- **WHAT IS REQUIRED**
How many of the lines below have "ball" in them? Say the number and nothing more.

#####

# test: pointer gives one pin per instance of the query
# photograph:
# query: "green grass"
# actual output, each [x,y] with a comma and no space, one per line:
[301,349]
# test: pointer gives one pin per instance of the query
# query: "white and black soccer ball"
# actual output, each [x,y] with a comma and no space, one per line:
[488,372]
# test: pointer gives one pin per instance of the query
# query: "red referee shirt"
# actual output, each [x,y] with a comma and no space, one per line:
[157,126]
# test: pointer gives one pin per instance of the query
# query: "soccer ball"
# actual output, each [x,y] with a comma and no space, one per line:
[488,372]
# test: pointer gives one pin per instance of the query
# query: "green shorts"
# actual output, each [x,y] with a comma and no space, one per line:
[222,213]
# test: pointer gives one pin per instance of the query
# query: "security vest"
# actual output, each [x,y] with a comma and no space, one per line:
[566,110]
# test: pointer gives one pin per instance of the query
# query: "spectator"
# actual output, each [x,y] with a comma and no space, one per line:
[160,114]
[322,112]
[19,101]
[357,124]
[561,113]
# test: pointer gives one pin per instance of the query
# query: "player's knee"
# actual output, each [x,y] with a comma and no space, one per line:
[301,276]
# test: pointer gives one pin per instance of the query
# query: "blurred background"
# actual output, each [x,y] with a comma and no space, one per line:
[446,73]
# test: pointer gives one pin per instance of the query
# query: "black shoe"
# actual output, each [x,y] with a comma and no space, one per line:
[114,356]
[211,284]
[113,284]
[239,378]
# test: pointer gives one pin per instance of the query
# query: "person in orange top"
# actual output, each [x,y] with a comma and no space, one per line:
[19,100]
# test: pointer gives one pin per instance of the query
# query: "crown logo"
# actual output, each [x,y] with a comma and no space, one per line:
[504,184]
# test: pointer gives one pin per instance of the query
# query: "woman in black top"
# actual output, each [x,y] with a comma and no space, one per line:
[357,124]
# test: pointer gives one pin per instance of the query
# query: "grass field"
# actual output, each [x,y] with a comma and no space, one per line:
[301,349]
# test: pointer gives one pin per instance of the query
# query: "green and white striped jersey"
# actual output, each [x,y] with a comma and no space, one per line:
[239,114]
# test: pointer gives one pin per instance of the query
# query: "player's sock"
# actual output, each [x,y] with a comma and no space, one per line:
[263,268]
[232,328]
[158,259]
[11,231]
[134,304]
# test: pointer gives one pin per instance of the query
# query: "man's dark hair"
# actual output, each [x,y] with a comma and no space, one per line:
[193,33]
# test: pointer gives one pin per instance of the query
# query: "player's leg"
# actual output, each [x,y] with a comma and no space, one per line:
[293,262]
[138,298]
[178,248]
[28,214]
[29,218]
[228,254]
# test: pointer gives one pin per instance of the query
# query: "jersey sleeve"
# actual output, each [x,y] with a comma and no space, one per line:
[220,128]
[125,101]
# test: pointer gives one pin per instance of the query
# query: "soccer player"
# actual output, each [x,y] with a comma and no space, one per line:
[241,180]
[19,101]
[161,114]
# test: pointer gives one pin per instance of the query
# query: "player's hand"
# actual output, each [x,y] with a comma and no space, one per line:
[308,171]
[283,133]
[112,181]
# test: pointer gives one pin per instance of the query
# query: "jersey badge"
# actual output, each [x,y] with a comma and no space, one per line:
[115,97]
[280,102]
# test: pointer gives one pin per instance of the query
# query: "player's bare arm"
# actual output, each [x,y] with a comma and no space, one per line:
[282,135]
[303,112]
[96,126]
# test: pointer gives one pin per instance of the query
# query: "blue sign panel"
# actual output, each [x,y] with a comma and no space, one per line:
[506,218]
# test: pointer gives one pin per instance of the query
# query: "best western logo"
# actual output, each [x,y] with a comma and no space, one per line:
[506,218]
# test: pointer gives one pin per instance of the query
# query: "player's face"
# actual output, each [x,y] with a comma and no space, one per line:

#####

- **ANSWER TO THIS EXERCISE**
2